→ About this task: Copy out the entries exactly, from the first line to the last.

→ The records:
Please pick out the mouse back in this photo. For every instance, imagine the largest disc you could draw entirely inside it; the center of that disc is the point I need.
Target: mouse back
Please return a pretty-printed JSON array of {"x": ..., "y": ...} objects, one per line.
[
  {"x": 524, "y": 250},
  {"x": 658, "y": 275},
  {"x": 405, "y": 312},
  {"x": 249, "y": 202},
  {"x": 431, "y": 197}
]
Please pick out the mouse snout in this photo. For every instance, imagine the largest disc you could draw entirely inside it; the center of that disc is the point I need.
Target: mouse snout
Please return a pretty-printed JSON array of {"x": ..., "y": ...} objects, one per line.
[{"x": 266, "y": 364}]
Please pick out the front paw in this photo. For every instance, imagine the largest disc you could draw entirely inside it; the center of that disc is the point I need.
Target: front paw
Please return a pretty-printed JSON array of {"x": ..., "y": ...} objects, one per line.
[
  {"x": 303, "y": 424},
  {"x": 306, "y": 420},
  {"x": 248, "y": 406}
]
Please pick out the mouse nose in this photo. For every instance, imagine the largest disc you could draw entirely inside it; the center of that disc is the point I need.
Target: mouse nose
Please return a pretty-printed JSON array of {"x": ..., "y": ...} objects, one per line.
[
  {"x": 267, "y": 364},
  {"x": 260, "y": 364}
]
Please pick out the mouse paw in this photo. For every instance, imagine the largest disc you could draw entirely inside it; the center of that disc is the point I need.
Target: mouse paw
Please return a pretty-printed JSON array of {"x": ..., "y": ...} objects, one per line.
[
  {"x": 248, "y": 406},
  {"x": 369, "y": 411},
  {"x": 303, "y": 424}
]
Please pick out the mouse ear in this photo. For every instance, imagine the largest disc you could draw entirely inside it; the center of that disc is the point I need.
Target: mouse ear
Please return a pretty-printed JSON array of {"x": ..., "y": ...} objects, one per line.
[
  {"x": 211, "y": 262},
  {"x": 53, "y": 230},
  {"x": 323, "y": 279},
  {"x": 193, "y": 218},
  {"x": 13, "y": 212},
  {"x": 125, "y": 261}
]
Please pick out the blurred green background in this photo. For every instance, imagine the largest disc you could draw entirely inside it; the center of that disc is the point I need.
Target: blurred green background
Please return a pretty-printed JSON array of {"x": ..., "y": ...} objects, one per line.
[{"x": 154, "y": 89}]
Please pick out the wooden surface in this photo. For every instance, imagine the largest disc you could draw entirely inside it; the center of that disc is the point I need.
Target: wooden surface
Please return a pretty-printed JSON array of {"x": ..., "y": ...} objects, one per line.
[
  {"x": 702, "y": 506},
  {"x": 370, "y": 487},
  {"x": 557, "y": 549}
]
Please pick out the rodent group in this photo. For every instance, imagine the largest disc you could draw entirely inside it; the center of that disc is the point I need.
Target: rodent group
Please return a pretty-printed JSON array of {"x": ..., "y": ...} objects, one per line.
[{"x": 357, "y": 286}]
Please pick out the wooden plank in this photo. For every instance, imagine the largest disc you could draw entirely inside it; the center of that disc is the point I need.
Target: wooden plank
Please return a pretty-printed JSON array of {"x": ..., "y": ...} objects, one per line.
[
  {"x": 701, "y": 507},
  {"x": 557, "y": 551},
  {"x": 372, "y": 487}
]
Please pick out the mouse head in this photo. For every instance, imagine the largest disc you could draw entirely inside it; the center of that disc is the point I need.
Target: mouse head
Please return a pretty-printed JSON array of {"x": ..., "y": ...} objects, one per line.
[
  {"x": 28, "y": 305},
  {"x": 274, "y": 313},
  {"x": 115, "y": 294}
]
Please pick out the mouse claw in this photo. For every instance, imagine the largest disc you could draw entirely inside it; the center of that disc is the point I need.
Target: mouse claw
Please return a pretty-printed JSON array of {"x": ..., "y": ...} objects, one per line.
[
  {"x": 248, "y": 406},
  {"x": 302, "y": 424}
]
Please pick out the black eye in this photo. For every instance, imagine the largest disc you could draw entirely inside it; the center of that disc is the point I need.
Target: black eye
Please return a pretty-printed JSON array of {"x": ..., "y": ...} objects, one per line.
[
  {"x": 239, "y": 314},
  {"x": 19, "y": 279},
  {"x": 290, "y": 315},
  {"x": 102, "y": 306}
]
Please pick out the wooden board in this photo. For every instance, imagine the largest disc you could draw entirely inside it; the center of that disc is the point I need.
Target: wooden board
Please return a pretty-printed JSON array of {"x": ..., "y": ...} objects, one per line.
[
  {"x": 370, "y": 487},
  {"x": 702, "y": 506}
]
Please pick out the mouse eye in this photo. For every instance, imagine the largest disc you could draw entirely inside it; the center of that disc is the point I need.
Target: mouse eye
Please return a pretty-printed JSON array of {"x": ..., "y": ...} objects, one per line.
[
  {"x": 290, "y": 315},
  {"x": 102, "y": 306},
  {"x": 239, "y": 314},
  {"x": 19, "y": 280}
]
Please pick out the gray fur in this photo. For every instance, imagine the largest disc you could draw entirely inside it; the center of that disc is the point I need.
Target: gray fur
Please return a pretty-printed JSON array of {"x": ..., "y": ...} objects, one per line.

→ Task answer:
Please pick out the mouse back in this photo. For every instance, imagine the largest disc you could draw entirely inside it; the center of that disc is the point I need.
Target: mouse back
Please return a pretty-printed JSON array of {"x": ..., "y": ...} objects, one per line.
[
  {"x": 524, "y": 250},
  {"x": 658, "y": 275},
  {"x": 405, "y": 312},
  {"x": 249, "y": 202},
  {"x": 431, "y": 197}
]
Please pick out the mouse snout in this photo. For every instance, imagine the largest disc you could draw entirely inside it; the center of that disc is the point I need.
Target: mouse snout
Please return a pretty-printed JSON array of {"x": ..., "y": ...} objects, one per line.
[{"x": 266, "y": 364}]
Please pick out the front paw in this photo. For every instance, imagine the largest disc you could draw entirely inside it; the center of that disc is the point I need.
Target: front paw
Please return a pretty-printed JSON array of {"x": ..., "y": ...} objects, one per line.
[
  {"x": 303, "y": 424},
  {"x": 306, "y": 420},
  {"x": 248, "y": 406}
]
Please pick out the mouse nose in this photo. For every instance, imagine the largest disc you could draw entirely inside it; the center of that disc is the point I need.
Target: mouse nose
Please return a pretty-printed JSON array of {"x": ..., "y": ...} objects, one per line.
[
  {"x": 267, "y": 364},
  {"x": 260, "y": 364}
]
Please pick out the mouse paw in this photo. For every instance, imagine the largest disc you could draw entirely inside it; the center of that disc is the point I need.
Target: mouse paw
Please return a pretty-printed JSON array of {"x": ..., "y": ...} objects, one per line.
[
  {"x": 248, "y": 406},
  {"x": 369, "y": 411},
  {"x": 303, "y": 424}
]
Please pick out the mouse ear in this photo. For every instance, imagine the largest disc you could draw entirely inside it; the center of that disc is the point I need.
Target: mouse ear
Please return a pretty-printed JSON array of {"x": ..., "y": ...} objects, one per line.
[
  {"x": 211, "y": 262},
  {"x": 53, "y": 230},
  {"x": 323, "y": 279},
  {"x": 193, "y": 218},
  {"x": 13, "y": 212},
  {"x": 125, "y": 261}
]
Please pick out the blurred green background in this photo. For every instance, imagine the largest disc you could draw entirely inside it; the center of that disc is the point I need.
Target: blurred green background
Please return a pretty-printed JSON array of {"x": ..., "y": ...} objects, one per line.
[{"x": 154, "y": 89}]
Please pick out the wooden surface in this photo. For every instance, imagine the largest disc you could draw entirely inside it; the center of that disc is the point I need.
Target: wooden surface
Please return a pretty-printed JSON array of {"x": ..., "y": ...} objects, one per line.
[
  {"x": 702, "y": 506},
  {"x": 370, "y": 487},
  {"x": 557, "y": 549}
]
Please pick out the rodent group in this photo. For every instance, imagine the largest disc you could draw entirely inside it; the center of that disc is the point I need.
Target: rodent group
Please return a pretty-printed JSON array of {"x": ..., "y": ...} objects, one per line.
[{"x": 357, "y": 286}]
Please pick out the wooden plank in this photo. For every instance, imagine the largest disc you could draw entirely inside it; the center of that disc is the point I need.
Target: wooden plank
Please return a pretty-printed JSON array of {"x": ..., "y": ...} objects, one per line.
[
  {"x": 701, "y": 507},
  {"x": 557, "y": 551},
  {"x": 372, "y": 487}
]
Please pick out the mouse head in this photo. For every instance, imagine the largest disc you could draw entirely inside it; the center of that disc is the point I need.
Target: mouse head
Please return a pretty-printed JSON array of {"x": ..., "y": ...} objects, one per line.
[
  {"x": 28, "y": 305},
  {"x": 274, "y": 313},
  {"x": 115, "y": 294}
]
Please pick out the mouse claw in this photo. For every instance, imagine the largest disc you could draw entirely inside it; the center of that disc is the point I need.
Target: mouse claw
Please return a pretty-printed JSON array of {"x": ..., "y": ...} objects, one per line.
[
  {"x": 248, "y": 406},
  {"x": 302, "y": 424}
]
Please pick out the black eye in this photo. For every instance, imagine the largest disc you could draw entirely inside it; the center of that disc is the point I need.
Target: black eye
Please return a pretty-printed JSON array of {"x": ..., "y": ...} objects, one per line.
[
  {"x": 239, "y": 314},
  {"x": 19, "y": 279},
  {"x": 290, "y": 315},
  {"x": 102, "y": 306}
]
Please pick out the wooden board in this photo. For every instance, imagine the largest disc you could draw entirely inside it; the center of that disc is the point I need.
Target: wooden board
Please return a pretty-printed JSON array of {"x": ..., "y": ...} objects, one per line.
[
  {"x": 370, "y": 487},
  {"x": 702, "y": 506}
]
Please pick out the mouse eye in this photo. For every instance, imagine the largest disc you could draw entirely inside it; the center of that disc is the point I need.
Target: mouse eye
Please return a pretty-printed JSON array of {"x": ..., "y": ...} objects, one per line.
[
  {"x": 290, "y": 315},
  {"x": 102, "y": 306},
  {"x": 239, "y": 314},
  {"x": 19, "y": 280}
]
Please pick out the gray fur in this photo. For every instance, imagine the largest disc you could draw entirely inside it; the center of that disc is the point I need.
Target: gray fur
Please return a pretty-printed JSON array of {"x": ..., "y": ...} objects, one per line.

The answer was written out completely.